Text excerpt:
=======
That said, your description is correct: packets are being sent on each link to the extent configured, i.e. if you configure your bandwidth too high, you might run into delays/packet losses — I haven’t tested that particular bit.

It should be easy to verify whether this is happening: just configure half of your actual bandwidth as limit?

Let me know what you find out. I’ll also do some more experimentation once I get around to it.

[markfoodyburton]

I did try that, I seems not to give me a very good result.
I think the issue is that you end up with a packet distribution like aaaaaabbbbb, where as, ideally you want ababababa.

One of the experiments I tried, to make bandwidth more 'accurately' reflect that which was set (rather than @zehome's approach with the sort of 'buckets' - which ends up with a 'quantum' effect), was to use a random number approach. e.g. set the probability of using one interface rather than the other.

so, then I'm guessing I'd have ended up with aabbbababaaa ... whatever.
The result was worse that the bucket approach.

I believe thats because, again, when I tried to send too many packets at a time, things got congested and nasty.

Potentially a small re-order buffer may help in this instance, but I think if the plan is to send, basically, a seconds worth of traffic, then the re-order buffer would have to be very large?

So - what I'm saying is - I think - you want to only use one interface when traffic is low, but as soon as you have more traffic than that interface can handle, you need to intersperse the two interfaces, rather than 'burst sending'.... it's just a guess though :-)

Cheers
Mark.

[stapelberg]

The very point of this issue/pull request is to do aaaaabbbb, i.e. entirely fill up interface after interface.

I’ll do some more research when I get around to it.

[stapelberg]

Had some time to play around with this.

In my experiments, the links had 0 loss, so I’m not sure why you’re seeing something different.

Further, when configuring bandwidth limits equal to/below/above the actual link speed (i.e. 10 Mbit/s, 5 Mbit/s, 50 Mbit/s, all on a 10 Mbit/s link), mlvpn behaves as expected.

I’ll try to use this setup next week in a situation with many different links, perhaps then I’ll be able to reproduce what you’re seeing.

[markfoodyburton]

it equally could be my VERY POOR quality ADSL that is causing problems with the approach....
Don't get me wrong, I think what your proposing makes a lot of sense and has value, it just COULD be in my case that its not as appropriate as other approaches...
=======
Dataset:
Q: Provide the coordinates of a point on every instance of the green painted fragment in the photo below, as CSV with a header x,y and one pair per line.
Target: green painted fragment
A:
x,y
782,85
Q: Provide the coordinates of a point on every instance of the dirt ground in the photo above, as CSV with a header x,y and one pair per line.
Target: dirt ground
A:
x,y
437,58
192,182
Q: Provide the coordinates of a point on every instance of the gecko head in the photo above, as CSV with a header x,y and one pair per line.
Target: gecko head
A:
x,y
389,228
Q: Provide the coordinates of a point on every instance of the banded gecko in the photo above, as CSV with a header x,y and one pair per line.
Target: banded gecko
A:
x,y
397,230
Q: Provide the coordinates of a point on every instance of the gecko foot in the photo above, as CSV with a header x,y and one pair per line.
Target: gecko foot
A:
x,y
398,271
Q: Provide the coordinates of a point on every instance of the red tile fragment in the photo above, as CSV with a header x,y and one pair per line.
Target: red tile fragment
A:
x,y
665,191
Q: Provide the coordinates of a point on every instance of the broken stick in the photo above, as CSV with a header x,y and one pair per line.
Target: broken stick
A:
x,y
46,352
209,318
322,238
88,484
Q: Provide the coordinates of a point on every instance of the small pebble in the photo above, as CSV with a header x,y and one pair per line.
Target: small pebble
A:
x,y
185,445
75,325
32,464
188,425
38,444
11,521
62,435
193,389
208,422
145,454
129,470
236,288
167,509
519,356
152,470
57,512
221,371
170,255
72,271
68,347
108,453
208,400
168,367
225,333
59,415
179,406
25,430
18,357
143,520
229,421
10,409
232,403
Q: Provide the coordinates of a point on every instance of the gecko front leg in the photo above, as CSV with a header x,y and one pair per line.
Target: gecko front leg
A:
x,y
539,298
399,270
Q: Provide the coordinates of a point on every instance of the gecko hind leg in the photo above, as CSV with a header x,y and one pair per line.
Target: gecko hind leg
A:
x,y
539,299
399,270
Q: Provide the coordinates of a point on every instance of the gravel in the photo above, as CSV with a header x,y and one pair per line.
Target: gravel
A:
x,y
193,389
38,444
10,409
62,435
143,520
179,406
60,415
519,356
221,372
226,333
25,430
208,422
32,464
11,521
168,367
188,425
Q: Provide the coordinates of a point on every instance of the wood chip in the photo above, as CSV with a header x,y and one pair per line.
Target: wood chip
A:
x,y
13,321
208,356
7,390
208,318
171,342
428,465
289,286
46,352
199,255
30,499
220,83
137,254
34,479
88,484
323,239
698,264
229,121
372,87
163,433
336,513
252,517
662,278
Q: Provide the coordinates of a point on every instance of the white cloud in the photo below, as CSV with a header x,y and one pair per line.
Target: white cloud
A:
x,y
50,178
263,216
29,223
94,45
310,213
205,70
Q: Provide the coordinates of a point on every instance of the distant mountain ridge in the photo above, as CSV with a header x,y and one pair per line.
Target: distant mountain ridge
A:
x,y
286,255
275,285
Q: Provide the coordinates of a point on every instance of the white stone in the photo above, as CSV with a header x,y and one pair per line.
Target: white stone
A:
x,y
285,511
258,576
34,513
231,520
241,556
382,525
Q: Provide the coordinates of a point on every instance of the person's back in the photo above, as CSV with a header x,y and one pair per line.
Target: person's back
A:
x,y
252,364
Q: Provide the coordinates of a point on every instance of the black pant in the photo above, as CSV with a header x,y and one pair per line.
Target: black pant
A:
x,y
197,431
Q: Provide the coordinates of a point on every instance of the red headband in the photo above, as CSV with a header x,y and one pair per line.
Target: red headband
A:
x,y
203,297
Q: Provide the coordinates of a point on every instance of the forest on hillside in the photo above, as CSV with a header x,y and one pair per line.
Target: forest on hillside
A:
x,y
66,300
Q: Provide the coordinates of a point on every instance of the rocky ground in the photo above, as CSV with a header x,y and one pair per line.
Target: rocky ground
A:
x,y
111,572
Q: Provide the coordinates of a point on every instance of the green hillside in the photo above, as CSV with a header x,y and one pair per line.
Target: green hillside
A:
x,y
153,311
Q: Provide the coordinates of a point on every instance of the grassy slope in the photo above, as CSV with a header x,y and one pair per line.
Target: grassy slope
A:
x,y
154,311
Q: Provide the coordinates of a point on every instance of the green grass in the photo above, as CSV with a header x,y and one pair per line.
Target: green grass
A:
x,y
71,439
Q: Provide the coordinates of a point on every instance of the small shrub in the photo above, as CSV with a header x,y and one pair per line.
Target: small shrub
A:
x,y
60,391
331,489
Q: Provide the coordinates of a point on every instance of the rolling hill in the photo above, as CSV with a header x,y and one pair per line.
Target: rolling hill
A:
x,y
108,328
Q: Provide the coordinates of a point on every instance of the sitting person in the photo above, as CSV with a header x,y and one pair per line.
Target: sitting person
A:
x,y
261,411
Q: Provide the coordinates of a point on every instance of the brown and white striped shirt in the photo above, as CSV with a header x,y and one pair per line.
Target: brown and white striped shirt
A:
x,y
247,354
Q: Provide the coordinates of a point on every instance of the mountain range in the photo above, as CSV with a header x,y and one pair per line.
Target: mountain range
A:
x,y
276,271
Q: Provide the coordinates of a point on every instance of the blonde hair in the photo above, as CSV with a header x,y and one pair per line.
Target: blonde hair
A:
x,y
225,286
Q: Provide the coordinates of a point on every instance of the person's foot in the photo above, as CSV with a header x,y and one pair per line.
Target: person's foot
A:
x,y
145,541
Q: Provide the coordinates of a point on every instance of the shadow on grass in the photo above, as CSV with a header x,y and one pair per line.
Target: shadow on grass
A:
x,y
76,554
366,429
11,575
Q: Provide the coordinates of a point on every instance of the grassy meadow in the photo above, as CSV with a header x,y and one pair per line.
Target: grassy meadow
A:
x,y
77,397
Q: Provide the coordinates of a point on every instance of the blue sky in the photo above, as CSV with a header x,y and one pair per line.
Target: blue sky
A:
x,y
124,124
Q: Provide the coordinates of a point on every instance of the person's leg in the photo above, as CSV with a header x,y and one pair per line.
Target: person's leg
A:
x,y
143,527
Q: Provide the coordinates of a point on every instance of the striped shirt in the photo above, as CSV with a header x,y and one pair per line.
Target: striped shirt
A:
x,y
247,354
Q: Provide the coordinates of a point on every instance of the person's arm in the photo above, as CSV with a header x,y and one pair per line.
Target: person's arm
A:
=======
Your task:
Answer these questions about the forum thread:
1. Which packet distribution is described as what you ideally want?
2. What bandwidth limits were configured on the 10 Mbit/s link in the experiments?
3. What does the final post say could equally be causing the problems?

Result for this task:
1. ababababa
2. 10 Mbit/s, 5 Mbit/s, and 50 Mbit/s
3. Very poor quality ADSL